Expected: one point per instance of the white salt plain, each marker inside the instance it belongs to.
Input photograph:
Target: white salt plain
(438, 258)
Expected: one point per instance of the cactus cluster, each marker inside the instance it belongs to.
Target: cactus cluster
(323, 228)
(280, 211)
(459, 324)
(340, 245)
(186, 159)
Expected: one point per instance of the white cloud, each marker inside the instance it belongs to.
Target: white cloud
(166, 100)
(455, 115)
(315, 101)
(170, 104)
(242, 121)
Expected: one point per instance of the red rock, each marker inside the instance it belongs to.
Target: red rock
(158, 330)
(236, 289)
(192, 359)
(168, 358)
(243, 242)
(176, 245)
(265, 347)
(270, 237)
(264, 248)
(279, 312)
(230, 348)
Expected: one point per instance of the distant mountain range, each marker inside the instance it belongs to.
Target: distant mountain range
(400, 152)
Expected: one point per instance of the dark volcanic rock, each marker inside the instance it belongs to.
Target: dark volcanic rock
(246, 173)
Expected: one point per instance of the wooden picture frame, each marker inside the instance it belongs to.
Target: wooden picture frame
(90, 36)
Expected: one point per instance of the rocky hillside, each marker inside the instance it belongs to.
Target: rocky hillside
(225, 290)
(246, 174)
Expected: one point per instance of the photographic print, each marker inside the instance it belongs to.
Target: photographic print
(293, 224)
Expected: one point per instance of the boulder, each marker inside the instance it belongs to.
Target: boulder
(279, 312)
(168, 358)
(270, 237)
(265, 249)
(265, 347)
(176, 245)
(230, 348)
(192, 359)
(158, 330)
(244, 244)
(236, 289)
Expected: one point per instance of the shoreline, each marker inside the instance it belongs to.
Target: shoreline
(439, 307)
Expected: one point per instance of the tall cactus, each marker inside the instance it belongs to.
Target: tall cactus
★ ★ ★ ★ ★ ★ ★
Problem details
Everything from the line with "Target: wooden picture frame" to the last line of the data is what to return, word for word; leave out the rest.

Answer space
Target: wooden picture frame
(90, 36)
Expected: one point per instance of the rocky hillside, each marker inside the instance it belongs to.
Target: rocky hillside
(225, 290)
(246, 174)
Expected: one point per instance of the photographic print, each marker inside the instance it belongs to.
Target: photographic print
(293, 224)
Expected: one point per instance of the boulder, each marker inside the instance it belongs to.
Target: boulder
(279, 312)
(168, 358)
(270, 237)
(265, 249)
(265, 347)
(176, 245)
(230, 348)
(192, 359)
(158, 330)
(244, 244)
(236, 289)
Expected: one point per instance of the shoreline, each marker inside the instance it belongs to.
Target: shoreline
(439, 307)
Expected: one point per instance of the tall cactus, each marker inside the instance it belongs to.
Target: tall cactus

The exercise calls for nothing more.